GIVEN RECORDS
Segment Open
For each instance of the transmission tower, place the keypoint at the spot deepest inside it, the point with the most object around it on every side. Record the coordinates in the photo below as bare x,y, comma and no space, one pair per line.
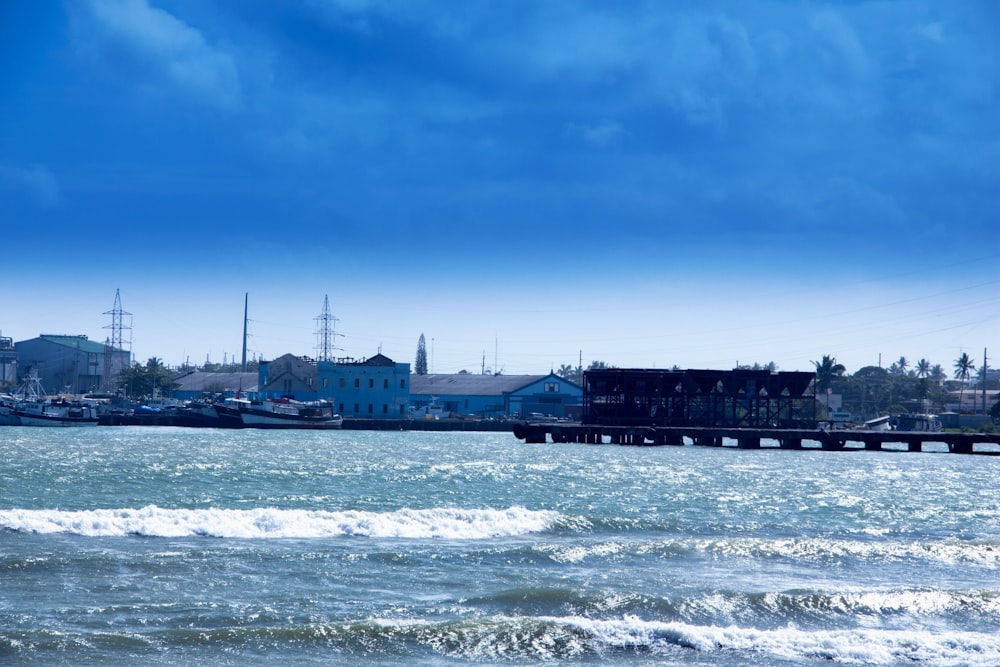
Segment Closed
Segment Open
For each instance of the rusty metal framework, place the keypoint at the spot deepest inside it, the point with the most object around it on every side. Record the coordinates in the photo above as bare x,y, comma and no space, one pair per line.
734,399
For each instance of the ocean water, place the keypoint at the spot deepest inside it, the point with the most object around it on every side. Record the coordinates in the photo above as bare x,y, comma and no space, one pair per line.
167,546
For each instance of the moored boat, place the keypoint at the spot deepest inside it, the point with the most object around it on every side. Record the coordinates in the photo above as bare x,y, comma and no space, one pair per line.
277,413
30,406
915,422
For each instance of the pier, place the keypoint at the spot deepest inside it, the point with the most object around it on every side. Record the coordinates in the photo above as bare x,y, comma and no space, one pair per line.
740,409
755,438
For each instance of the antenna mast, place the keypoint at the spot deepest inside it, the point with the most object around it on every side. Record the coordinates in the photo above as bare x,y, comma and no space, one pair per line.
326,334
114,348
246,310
Segment Closed
Segment Open
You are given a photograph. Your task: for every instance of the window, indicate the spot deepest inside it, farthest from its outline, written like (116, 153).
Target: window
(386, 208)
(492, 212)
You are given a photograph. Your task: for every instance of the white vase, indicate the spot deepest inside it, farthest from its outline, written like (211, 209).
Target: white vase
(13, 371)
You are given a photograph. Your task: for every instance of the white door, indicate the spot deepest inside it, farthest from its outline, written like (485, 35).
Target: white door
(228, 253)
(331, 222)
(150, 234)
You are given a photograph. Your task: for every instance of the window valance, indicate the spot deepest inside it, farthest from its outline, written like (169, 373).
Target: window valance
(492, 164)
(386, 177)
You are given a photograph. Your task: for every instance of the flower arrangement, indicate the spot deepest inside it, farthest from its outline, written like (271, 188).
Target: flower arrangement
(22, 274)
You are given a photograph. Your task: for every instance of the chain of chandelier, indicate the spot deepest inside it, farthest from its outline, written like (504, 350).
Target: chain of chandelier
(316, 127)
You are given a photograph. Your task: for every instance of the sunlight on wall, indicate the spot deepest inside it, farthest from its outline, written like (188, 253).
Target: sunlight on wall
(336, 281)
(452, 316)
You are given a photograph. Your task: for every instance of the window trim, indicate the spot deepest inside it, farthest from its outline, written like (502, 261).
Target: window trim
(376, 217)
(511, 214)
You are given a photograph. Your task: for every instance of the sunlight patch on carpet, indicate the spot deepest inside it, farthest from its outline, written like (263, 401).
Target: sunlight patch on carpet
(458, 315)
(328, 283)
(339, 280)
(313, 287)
Segment Closed
TASK STATEMENT
Copy out only the lines above from the one with "like (211, 209)." to the one with "like (169, 373).", inclusive, exactly as they stand.

WRITTEN REPLY
You are given a photograph. Your task: for every instance of the white vase, indicate the spot deepest inside it, farthest from its outline, written like (211, 209).
Target: white vase
(13, 371)
You are given a photograph. Your task: for every instance of the white door, indicate the spot deepest inside it, farthest from its outline, written like (485, 35).
Target: white door
(228, 253)
(331, 222)
(150, 234)
You are given a photograph. Your task: for every instance of the window valance, indicate the spot deepest inside it, farthest from its outline, written like (169, 373).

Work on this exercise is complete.